> **読む文章**:

····················

エンポリで行われる「Ludicomix」というイベントにユーロ漫画出版社が出展するため、ヨーロッパ漫画学院が参加する。
「Ludicomix」では会場として教会が使われている場所もある。
日本ではまず考えられない。神の御下でいかがわしい同人誌を売るという発想がまず無いからだ(^^;)。かといって「Ludicomix」では、いかがわしい同人誌は売られていない(^^;)。
ユーロ漫画出版社のブースも、この教会の中にある。
教会の中庭はコスプレ会場になっている。会場に合わせてか中世のコスプレをしている人が多い。
エンポリの街なかもお祭り状態だ。子供たちのためのイベントが多い。
街なかでフツーにコスプレしている人がいる。生徒たちは一緒に写真を撮ってもらっている。
レゴのブース。巨大なジオラマが全部レゴブロックで出来ている。
レゴで作られた「スターウォーズ」物。デス・スターすげぇ!(^^;)。
ミレニアムファルコンも感涙モノの出来だ(^^)。
とにかく品揃えがハンパ無い。子供たちは大喜びだ(^^)。
日本特集ブースではタコ焼きを売っていた。多分、あの鉄板で焼くのは難しいのだろう。タコ焼きは保温器の中に入っている。冷凍食品を温めたのだろう。
味はまさにタコ焼きそのもの。イタリアでタコ焼きが食べられるとは思ってもみなかった(^^;)。
ユーロ漫画出版社のブースに戻る。生徒たちが手伝っている。
売られているのは漫画用の画材や日本の漫画技法書のイタリア語翻訳版などだ。
僕の単行本も売られている。
筆ペンのセット。イタリアでは多分、ユーロ漫画出版社でしか販売されていない。イタリアでは筆ペンは、まず漫画を描くための道具でしか使われないからだ。ユーロ漫画出版社は「ぺんてる」と提携しているので筆ペンを販売することができる。
ヨーロッパでは日本漫画ブームなのだから、日本の画材メーカーはもっとヨーロッパの販売に力を入れるべきだ。日本では漫画制作のデジタル化が進むので、画材の売れ行きが頭打ちになることは目に見えている。ヨーロッパでは日本漫画ブームとはいえ、漫画用画材の市場はほぼ未開拓だ。これから漫画を描きたいと思っているヨーロッパの人たちに絶対需要はある。これはビジネスチャンスだ。

····················

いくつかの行
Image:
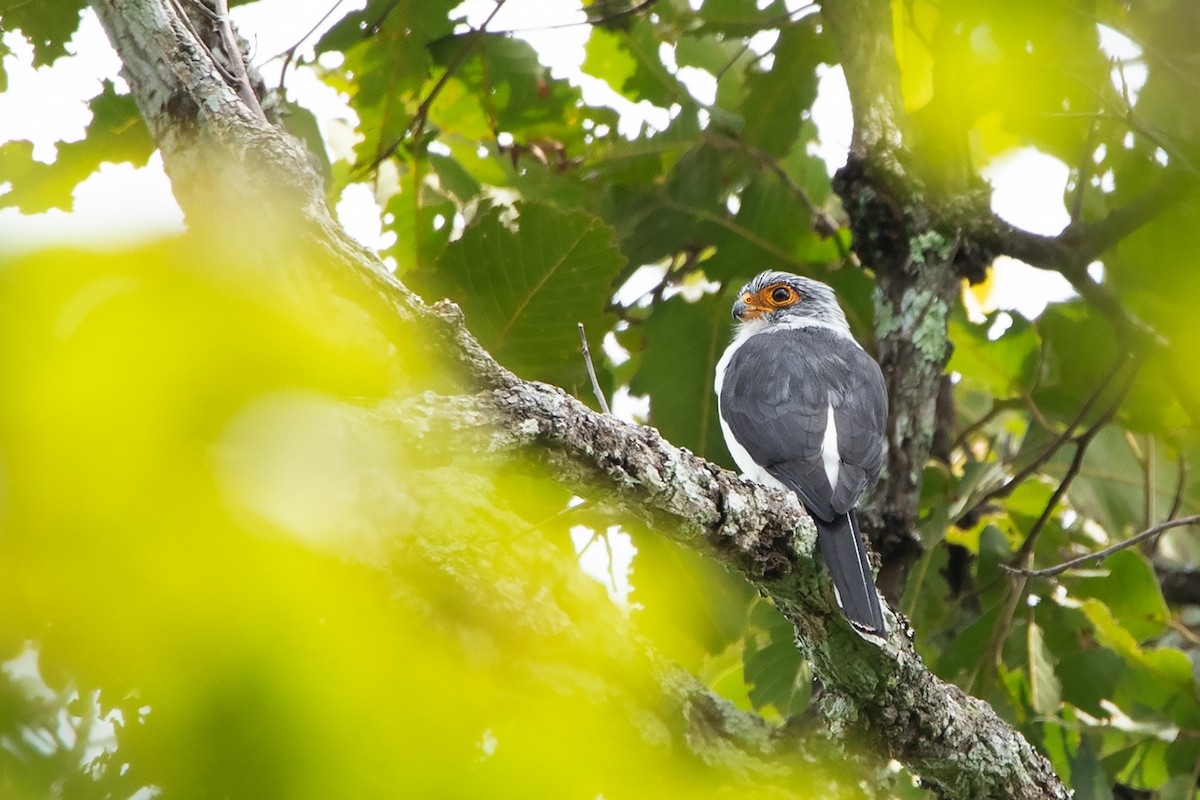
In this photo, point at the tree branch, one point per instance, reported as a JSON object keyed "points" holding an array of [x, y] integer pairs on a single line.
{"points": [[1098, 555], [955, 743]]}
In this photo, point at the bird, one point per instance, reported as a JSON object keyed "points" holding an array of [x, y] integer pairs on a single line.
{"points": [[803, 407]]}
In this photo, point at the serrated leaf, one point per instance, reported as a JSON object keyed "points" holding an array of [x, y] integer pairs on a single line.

····················

> **取り組む課題**:
(A) Ludicomixについての文章のうち、「とにかく品揃えがハンパ無い。子供たちは大喜びだ(^^)。」から「僕の単行本も売られている。」までを、一字も変えずにそのまま書き写してください。
(B) Ludicomixについての文章をもとに、次の質問に答えてください。
(i) ユーロ漫画出版社のブースはどこにありますか。
(ii) 日本特集ブースのタコ焼きは何の中に入っていましたか。
(iii) ユーロ漫画出版社が筆ペンを売ることができるのは、どこと提携しているからですか。

> **課題の解答**:
(A)
とにかく品揃えがハンパ無い。子供たちは大喜びだ(^^)。
日本特集ブースではタコ焼きを売っていた。多分、あの鉄板で焼くのは難しいのだろう。タコ焼きは保温器の中に入っている。冷凍食品を温めたのだろう。
味はまさにタコ焼きそのもの。イタリアでタコ焼きが食べられるとは思ってもみなかった(^^;)。
ユーロ漫画出版社のブースに戻る。生徒たちが手伝っている。
売られているのは漫画用の画材や日本の漫画技法書のイタリア語翻訳版などだ。
僕の単行本も売られている。

(B)
(i) 教会の中
(ii) 保温器の中
(iii) 「ぺんてる」